• _Stated task 1_
Using the passage on soil carbon scaling, answer these questions:
(a) At what spatial scales do current Earth system models operate?
(b) Which Earth system model is named as an example?
(c) From what are the scaling functions developed in the research drawn?
• _Stated task 2_
Summarize the passage on soil carbon scaling in two sentences.

• _Given text_
The scaling algorithms that he and his collaborators created as part of the research are important to Earth system models, like the DOE's Energy Exascale Earth System Model, in addition to predicting changes in climate more accurately.

Scaling, Mishra noted, is an issue which has traditionally been ignored in biogeochemical/natural sciences, where it was believed that properties or processes associated with one spatial scale can be applied at both smaller or larger scales. In reality, however this is not the case.

Current Earth system models, which are used to predict the future global carbon climate feedbacks and associated changes, operate at coarse spatial scales (50-100 km) and are currently unable to represent environmental controllers and their effect on soil organic carbon in a manner consistent with field observations.

"The control of environmental factors on soil organic carbon is not consistent with the observations in the current land surface models," he added. "We believe that the scaling functions we developed in this research, which are drawn from numerous samples across a large geographical area, can improve the spatial representation of soil organic carbon in within Earth system models."

[Coordinate labeling data]
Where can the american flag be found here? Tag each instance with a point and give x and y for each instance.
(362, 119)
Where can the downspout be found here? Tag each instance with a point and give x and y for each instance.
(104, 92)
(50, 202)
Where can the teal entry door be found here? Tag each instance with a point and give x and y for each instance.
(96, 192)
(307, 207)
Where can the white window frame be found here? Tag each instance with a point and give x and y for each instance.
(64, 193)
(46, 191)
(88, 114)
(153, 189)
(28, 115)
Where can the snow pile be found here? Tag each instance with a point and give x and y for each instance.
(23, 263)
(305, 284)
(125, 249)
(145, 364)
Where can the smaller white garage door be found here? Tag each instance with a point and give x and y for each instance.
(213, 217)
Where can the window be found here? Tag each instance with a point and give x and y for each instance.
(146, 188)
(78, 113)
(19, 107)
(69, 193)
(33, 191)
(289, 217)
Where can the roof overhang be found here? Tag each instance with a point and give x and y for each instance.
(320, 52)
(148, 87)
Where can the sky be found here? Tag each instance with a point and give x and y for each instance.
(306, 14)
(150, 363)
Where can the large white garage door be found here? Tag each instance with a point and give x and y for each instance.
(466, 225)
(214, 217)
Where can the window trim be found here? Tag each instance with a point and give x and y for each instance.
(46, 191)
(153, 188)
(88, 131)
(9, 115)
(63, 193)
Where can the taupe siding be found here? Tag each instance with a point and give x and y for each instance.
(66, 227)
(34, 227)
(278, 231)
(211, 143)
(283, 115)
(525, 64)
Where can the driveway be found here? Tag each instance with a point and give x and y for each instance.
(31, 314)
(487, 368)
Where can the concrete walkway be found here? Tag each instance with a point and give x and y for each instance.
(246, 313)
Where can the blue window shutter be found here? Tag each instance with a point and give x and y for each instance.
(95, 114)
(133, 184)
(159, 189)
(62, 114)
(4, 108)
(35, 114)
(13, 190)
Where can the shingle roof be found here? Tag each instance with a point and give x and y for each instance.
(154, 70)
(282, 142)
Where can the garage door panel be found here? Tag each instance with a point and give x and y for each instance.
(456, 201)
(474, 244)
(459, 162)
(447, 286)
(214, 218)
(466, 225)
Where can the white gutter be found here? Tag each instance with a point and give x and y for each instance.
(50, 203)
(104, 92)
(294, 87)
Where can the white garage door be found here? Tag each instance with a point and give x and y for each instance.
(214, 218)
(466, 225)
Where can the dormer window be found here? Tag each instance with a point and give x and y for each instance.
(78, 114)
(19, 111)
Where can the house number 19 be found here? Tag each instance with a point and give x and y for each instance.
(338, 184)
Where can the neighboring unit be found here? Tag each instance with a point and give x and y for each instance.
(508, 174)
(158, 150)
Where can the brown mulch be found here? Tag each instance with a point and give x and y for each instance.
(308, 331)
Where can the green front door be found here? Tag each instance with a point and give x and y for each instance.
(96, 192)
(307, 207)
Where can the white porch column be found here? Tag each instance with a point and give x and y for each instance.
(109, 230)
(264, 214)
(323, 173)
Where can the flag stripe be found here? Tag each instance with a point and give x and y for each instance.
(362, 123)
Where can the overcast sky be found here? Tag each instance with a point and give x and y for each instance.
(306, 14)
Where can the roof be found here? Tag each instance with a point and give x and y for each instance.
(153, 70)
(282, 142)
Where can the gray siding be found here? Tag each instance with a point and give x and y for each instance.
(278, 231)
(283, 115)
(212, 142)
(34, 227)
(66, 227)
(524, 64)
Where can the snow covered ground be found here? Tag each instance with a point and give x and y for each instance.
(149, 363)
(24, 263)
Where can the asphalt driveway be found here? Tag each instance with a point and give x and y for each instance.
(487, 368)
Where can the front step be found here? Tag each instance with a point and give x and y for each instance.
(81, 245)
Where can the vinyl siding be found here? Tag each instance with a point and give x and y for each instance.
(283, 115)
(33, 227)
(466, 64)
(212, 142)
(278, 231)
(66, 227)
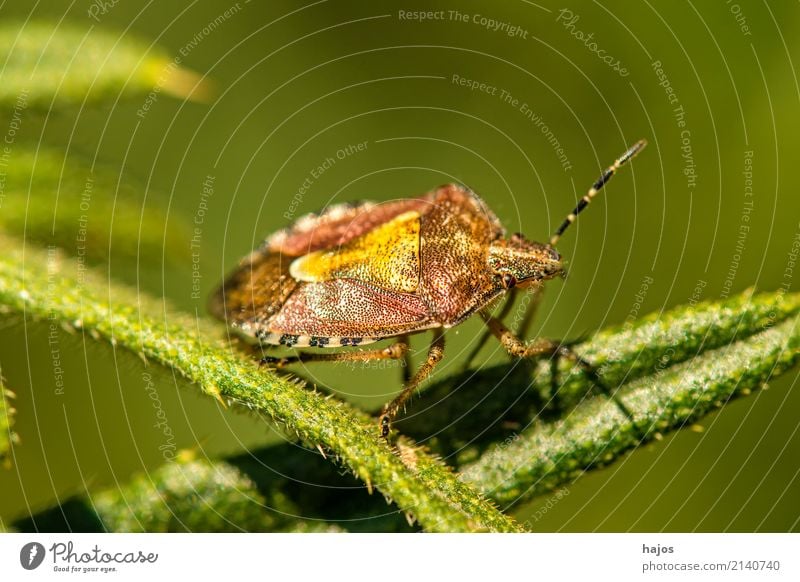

• _Response 1_
(a) They operate at coarse spatial scales of 50-100 km.
(b) The DOE's Energy Exascale Earth System Model is named.
(c) They are drawn from numerous samples across a large geographical area.

• _Response 2_
Scaling has traditionally been ignored in the biogeochemical and natural sciences, where properties or processes at one spatial scale were believed to apply at smaller or larger scales, but this is not the case. Current Earth system models operate at coarse scales of 50-100 km and cannot represent environmental controls on soil organic carbon consistently with field observations, and the researchers believe that the scaling functions they developed from numerous samples across a large geographical area can improve how these models represent soil organic carbon.